## LISTED ENTRIES
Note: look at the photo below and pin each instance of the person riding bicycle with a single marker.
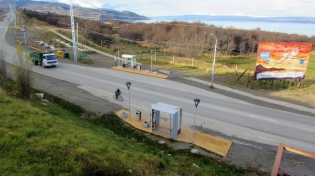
(117, 92)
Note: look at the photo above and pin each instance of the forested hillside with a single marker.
(180, 38)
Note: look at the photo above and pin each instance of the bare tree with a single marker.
(3, 64)
(23, 73)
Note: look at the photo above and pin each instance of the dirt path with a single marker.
(243, 153)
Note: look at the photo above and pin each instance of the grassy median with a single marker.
(59, 138)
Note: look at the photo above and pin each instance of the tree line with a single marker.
(198, 38)
(181, 38)
(91, 30)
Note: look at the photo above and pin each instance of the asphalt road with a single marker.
(232, 117)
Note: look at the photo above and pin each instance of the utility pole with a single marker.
(24, 31)
(75, 57)
(77, 36)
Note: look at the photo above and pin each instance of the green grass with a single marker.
(52, 139)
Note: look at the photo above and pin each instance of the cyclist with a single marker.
(117, 92)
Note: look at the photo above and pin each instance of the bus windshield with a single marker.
(51, 57)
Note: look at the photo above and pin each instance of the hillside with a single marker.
(45, 139)
(80, 12)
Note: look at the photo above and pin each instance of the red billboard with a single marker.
(282, 60)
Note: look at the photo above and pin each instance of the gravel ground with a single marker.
(243, 153)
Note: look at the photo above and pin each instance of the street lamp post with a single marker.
(213, 64)
(128, 84)
(23, 32)
(197, 101)
(151, 60)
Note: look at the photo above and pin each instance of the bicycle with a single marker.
(120, 98)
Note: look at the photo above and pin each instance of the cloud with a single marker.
(181, 7)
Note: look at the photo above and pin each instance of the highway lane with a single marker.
(218, 112)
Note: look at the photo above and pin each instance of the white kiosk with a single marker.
(173, 129)
(132, 60)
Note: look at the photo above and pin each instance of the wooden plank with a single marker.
(300, 152)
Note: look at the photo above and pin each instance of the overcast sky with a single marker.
(150, 8)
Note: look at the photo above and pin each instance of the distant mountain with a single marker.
(237, 18)
(98, 14)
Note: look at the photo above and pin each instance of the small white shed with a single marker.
(173, 129)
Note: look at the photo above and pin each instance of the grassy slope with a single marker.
(37, 139)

## WHAT IS BEING ASKED
Copy the data above verbatim in its entirety, leaving out the picture.

## TASK ANSWER
Note: look at the photo below and pin each instance of the person riding bicycle with a single marker.
(117, 92)
Note: look at the photo above and pin each instance of the forested hillside with a single marker.
(180, 38)
Note: look at the photo above and pin each instance of the bare tree with a single marker.
(3, 64)
(23, 73)
Note: look at the photo above and pin each instance of the dirt path with a single marker.
(243, 153)
Note: look at the photo above and pin each instance of the grassy median with a single marker.
(59, 138)
Note: look at the photo above and pin each instance of the tree line with a single marker.
(198, 38)
(181, 38)
(91, 30)
Note: look at the photo above and pin each instance of the asphalt road with a single marker.
(232, 117)
Note: look at the photo above and pin each instance of the utility pole with a single marker.
(24, 31)
(75, 57)
(77, 36)
Note: look at the photo above and pin each instance of the green grass with a single marker.
(52, 139)
Note: look at the photo above and pin each instance of the cyclist with a single marker.
(117, 92)
Note: look at the photo above and pin each instance of the bus windshield with a single marker.
(51, 57)
Note: look at the photo above and pin each instance of the hillside with a single marker.
(45, 139)
(80, 12)
Note: look at the photo above and pin each instance of the red billboard with a single marker.
(282, 60)
Note: look at the photo above and pin each instance of the gravel ground with a single marker.
(243, 153)
Note: look at the photo above and pin each instance of the street lamp post with a single marker.
(213, 64)
(128, 84)
(23, 32)
(197, 101)
(151, 60)
Note: look at the photo above and pin each instance of the bicycle with a single marker.
(120, 98)
Note: look at the photo above and pin each instance of the cloud with a single marker.
(181, 7)
Note: look at the photo above and pin each instance of the highway lane with a single marker.
(218, 112)
Note: look at the photo above and pin each instance of the white kiosk with a single marker.
(173, 129)
(132, 60)
Note: look at the photo above and pin each instance of the wooden plank with a single marker.
(300, 152)
Note: look at the photo above and pin each instance of the overcast sky with a single marker.
(150, 8)
Note: look at the photo above and pin each instance of the distant mountain with a single marker.
(237, 18)
(98, 14)
Note: look at the photo above and pin each instance of the small white shed with a single marker.
(173, 129)
Note: look at the photo above and pin each instance of the grassy slope with a single marker.
(37, 139)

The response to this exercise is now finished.